— START Provided information —

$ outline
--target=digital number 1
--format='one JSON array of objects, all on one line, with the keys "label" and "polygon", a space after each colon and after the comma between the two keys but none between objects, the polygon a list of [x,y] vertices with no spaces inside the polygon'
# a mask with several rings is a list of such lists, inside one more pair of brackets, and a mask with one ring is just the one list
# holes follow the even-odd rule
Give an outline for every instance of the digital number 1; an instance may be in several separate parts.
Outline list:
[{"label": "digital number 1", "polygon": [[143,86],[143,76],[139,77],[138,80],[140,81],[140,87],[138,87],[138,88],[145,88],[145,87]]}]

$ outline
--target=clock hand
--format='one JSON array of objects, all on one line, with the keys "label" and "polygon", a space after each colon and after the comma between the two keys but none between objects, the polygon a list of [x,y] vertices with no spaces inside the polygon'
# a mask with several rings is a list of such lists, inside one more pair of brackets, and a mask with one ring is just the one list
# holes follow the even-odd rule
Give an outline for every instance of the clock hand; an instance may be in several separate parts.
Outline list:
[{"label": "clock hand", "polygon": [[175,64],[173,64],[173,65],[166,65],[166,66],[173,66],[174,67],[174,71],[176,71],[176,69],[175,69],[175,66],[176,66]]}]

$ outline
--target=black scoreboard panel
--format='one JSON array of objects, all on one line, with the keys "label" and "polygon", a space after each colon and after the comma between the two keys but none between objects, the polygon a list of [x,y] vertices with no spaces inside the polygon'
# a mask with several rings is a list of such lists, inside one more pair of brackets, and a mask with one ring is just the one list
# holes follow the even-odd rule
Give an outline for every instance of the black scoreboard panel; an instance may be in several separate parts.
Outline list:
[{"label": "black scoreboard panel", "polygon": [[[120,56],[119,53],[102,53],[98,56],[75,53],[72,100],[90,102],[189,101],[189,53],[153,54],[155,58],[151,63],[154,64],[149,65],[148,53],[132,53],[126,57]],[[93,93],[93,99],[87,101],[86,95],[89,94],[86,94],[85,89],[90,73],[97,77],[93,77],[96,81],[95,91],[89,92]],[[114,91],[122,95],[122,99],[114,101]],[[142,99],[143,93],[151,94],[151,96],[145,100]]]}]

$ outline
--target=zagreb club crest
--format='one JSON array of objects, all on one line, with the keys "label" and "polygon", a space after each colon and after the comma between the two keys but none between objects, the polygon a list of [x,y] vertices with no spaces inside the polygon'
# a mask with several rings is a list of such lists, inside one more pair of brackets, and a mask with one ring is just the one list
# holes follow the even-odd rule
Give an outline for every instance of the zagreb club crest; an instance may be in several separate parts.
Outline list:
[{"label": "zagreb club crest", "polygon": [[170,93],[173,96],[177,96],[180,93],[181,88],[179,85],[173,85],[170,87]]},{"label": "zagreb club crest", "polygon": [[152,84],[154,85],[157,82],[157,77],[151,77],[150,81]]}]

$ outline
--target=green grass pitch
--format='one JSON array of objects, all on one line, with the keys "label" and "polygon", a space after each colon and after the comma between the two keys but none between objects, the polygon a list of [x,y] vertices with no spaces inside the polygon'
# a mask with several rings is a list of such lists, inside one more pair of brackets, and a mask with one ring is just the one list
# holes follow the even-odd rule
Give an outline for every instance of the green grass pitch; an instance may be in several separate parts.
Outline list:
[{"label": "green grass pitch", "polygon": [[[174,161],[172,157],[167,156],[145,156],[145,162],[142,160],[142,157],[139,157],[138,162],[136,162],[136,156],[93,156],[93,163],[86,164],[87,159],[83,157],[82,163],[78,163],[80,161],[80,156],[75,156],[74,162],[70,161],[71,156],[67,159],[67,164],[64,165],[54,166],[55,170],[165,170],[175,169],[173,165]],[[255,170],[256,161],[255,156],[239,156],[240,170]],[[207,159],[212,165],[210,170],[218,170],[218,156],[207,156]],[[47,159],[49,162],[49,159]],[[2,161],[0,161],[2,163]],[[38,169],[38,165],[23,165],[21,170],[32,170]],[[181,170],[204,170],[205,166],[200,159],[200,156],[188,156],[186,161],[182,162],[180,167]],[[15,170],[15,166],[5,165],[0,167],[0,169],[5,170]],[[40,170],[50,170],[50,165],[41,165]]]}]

— END Provided information —

§ Exercise prompt
All of the entries need to be reproduced exactly; please write them out.

§ Written reply
$ outline
--target=digital number 1
--format='one JSON array of objects, all on one line, with the keys "label" and "polygon", a space after each colon and after the comma between the two keys but none between objects, the polygon a list of [x,y] vertices with no spaces inside the polygon'
# a mask with several rings is a list of such lists, inside one more pair of brackets, and a mask with one ring is just the one list
# holes follow the even-odd rule
Give an outline for every instance of the digital number 1; an instance may be in several separate parts.
Outline list:
[{"label": "digital number 1", "polygon": [[143,86],[143,76],[139,77],[138,80],[140,81],[140,87],[138,87],[138,88],[145,88],[145,87]]}]

$ outline
--target=clock hand
--format='one JSON array of objects, all on one line, with the keys "label" and "polygon", a space after each colon and after the comma between the two keys but none between objects, the polygon a list of [x,y] vertices with no spaces inside the polygon'
# a mask with several rings is a list of such lists, inside one more pair of brackets, and a mask with one ring is just the one list
# holes follow the even-odd rule
Give an outline for every instance of the clock hand; an instance may be in several separate parts.
Outline list:
[{"label": "clock hand", "polygon": [[175,64],[173,64],[173,65],[166,65],[166,66],[173,66],[174,67],[174,71],[176,71],[176,69],[175,69],[175,66],[176,66]]}]

$ outline
--target=black scoreboard panel
--format='one JSON array of objects, all on one line, with the keys "label" and "polygon", a space after each colon and after the comma between the two keys but none between objects, the polygon a list of [x,y] vertices with no spaces inside the polygon'
# a mask with several rings is a list of such lists, inside one more pair of brackets, and a mask with one ring is just the one list
# holes follow the even-odd rule
Give an outline for every instance of the black scoreboard panel; an instance may be in several separate parts.
Outline list:
[{"label": "black scoreboard panel", "polygon": [[[120,56],[119,53],[102,53],[98,56],[75,53],[72,100],[90,102],[189,101],[189,53],[153,54],[155,58],[151,63],[154,64],[149,65],[148,53],[132,53],[126,57]],[[93,93],[93,99],[87,101],[86,95],[89,94],[86,94],[85,89],[90,73],[97,77],[93,77],[96,81],[95,91],[89,92]],[[114,91],[122,95],[122,99],[114,101]],[[142,99],[143,93],[151,94],[151,96],[145,100]]]}]

$ outline
--target=zagreb club crest
--format='one JSON array of objects, all on one line, with the keys "label" and "polygon", a space after each colon and after the comma between the two keys but none between objects, the polygon a list of [x,y] vertices with no spaces inside the polygon'
# a mask with several rings is a list of such lists, inside one more pair of brackets, and a mask with one ring is just the one list
# holes follow the even-odd rule
Give an outline for every instance of the zagreb club crest; an instance may be in several separate parts.
Outline list:
[{"label": "zagreb club crest", "polygon": [[170,93],[173,96],[177,96],[180,93],[181,88],[179,85],[173,85],[170,87]]},{"label": "zagreb club crest", "polygon": [[152,84],[154,85],[157,82],[157,77],[151,77],[150,81]]}]

$ outline
--target=green grass pitch
--format='one JSON array of objects, all on one line, with the keys "label" and "polygon", a space after each colon and after the comma between the two keys but none between objects, the polygon a list of [x,y] vertices with no spaces inside the polygon'
# a mask with several rings is a list of such lists, inside one more pair of brackets, and a mask with one ring is just the one list
# holes follow the even-odd rule
Give an outline for every instance of the green grass pitch; an instance may be in several separate parts.
Outline list:
[{"label": "green grass pitch", "polygon": [[[174,161],[172,157],[167,156],[145,156],[145,162],[142,160],[142,157],[139,157],[138,162],[136,162],[136,156],[93,156],[93,163],[86,164],[87,159],[83,157],[82,163],[78,163],[80,161],[80,156],[75,156],[74,162],[70,161],[71,156],[67,159],[67,164],[64,165],[54,166],[55,170],[165,170],[175,169],[173,165]],[[255,170],[256,161],[255,156],[239,156],[240,170]],[[207,159],[212,165],[210,170],[218,170],[218,156],[207,156]],[[47,159],[49,162],[49,159]],[[2,161],[0,161],[2,163]],[[38,169],[38,165],[23,165],[21,170],[32,170]],[[181,170],[204,170],[205,166],[200,159],[200,156],[188,156],[186,161],[182,162],[180,167]],[[15,170],[15,166],[5,165],[0,167],[0,169],[5,170]],[[40,170],[50,170],[50,165],[41,165]]]}]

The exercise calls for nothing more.